En busca del significado de la cultura hoy, argumentan con respuestas de todo tenor tres personalidades argentinas relacionadas con la cultura: Miguel Brascó (1926), escritor, periodista, poeta, dibujante, humorista y enólogo; Jorge Halperín (1948), periodista y productor periodístico, autor de "La entrevista periodística", "El progresismo argentino, historia y actualidad" y "Pensar el mundo", entre otros libros; y Oscar Terán (1938-2008), filósofo y docente universitario, autor de "Ideas en el siglo. Intelectuales y cultura en el siglo XX latinoamericano", "De utopías, catástrofes y esperanzas" e "Historia de las ideas en la Argentina", por citar sólo algunos de sus numerosos ensayos.

■ MATERIAL REUNIDO
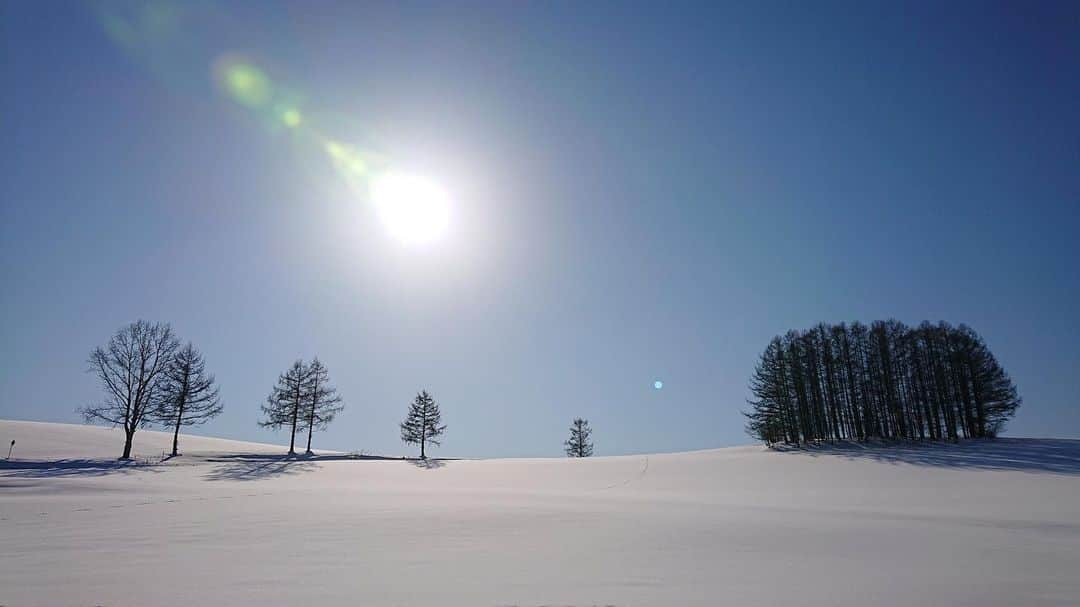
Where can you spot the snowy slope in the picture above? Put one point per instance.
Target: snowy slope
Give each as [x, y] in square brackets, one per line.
[235, 524]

■ QUÉ HACER
Vuelve a escribir, palabra por palabra, todo el extracto sobre el significado de la cultura hoy.

■ RESPUESTA ESCRITA
En busca del significado de la cultura hoy, argumentan con respuestas de todo tenor tres personalidades argentinas relacionadas con la cultura: Miguel Brascó (1926), escritor, periodista, poeta, dibujante, humorista y enólogo; Jorge Halperín (1948), periodista y productor periodístico, autor de "La entrevista periodística", "El progresismo argentino, historia y actualidad" y "Pensar el mundo", entre otros libros; y Oscar Terán (1938-2008), filósofo y docente universitario, autor de "Ideas en el siglo. Intelectuales y cultura en el siglo XX latinoamericano", "De utopías, catástrofes y esperanzas" e "Historia de las ideas en la Argentina", por citar sólo algunos de sus numerosos ensayos.